[Entries supplied]:
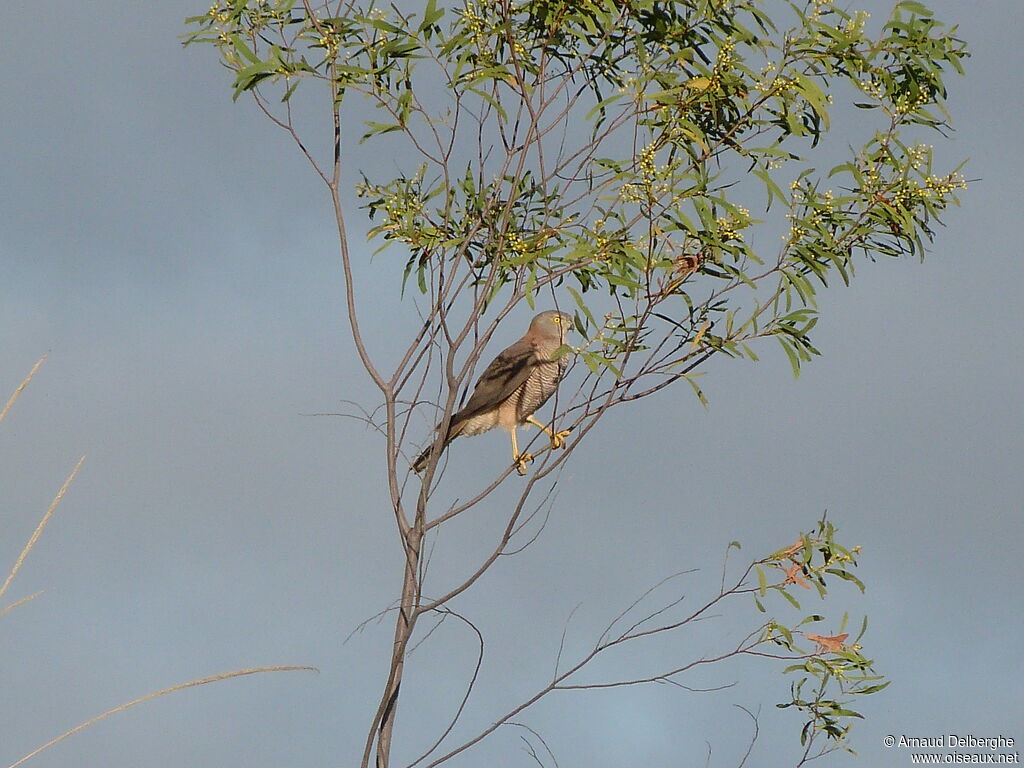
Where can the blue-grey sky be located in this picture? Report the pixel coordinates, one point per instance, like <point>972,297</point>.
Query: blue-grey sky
==
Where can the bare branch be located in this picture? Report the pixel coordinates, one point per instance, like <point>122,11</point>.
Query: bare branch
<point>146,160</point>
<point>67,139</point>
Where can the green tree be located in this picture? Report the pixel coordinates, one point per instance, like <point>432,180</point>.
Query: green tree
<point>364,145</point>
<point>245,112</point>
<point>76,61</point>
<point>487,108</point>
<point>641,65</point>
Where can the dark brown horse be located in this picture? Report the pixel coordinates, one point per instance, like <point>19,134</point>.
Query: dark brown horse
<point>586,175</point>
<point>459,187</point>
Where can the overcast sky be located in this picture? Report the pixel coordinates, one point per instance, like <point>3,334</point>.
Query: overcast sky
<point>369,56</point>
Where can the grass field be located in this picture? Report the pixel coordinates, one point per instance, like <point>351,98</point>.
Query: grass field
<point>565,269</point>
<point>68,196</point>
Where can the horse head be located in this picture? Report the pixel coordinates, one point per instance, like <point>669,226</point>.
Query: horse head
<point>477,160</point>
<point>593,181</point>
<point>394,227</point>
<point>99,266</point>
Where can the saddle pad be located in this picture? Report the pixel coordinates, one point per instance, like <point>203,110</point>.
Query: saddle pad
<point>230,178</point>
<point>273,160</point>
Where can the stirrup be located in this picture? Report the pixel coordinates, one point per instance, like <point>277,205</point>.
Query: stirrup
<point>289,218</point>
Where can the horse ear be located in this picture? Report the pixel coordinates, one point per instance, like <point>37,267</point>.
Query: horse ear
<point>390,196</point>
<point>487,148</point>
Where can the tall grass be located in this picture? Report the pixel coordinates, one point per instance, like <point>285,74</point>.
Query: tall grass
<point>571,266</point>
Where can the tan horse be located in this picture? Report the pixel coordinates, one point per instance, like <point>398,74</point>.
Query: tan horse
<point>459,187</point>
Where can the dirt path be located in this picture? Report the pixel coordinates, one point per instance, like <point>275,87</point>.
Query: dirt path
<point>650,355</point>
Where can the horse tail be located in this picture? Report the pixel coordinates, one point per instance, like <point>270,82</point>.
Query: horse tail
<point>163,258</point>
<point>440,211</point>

[Problem to solve]: Repeat the data verbatim, starting at the line that contains "Where can the horse tail" and ending at the line that contains "<point>440,211</point>", both of those lines included.

[Solution below]:
Where can the horse tail be located in this picture? Report the pixel coordinates, one point per instance, like <point>270,82</point>.
Query: horse tail
<point>163,258</point>
<point>440,211</point>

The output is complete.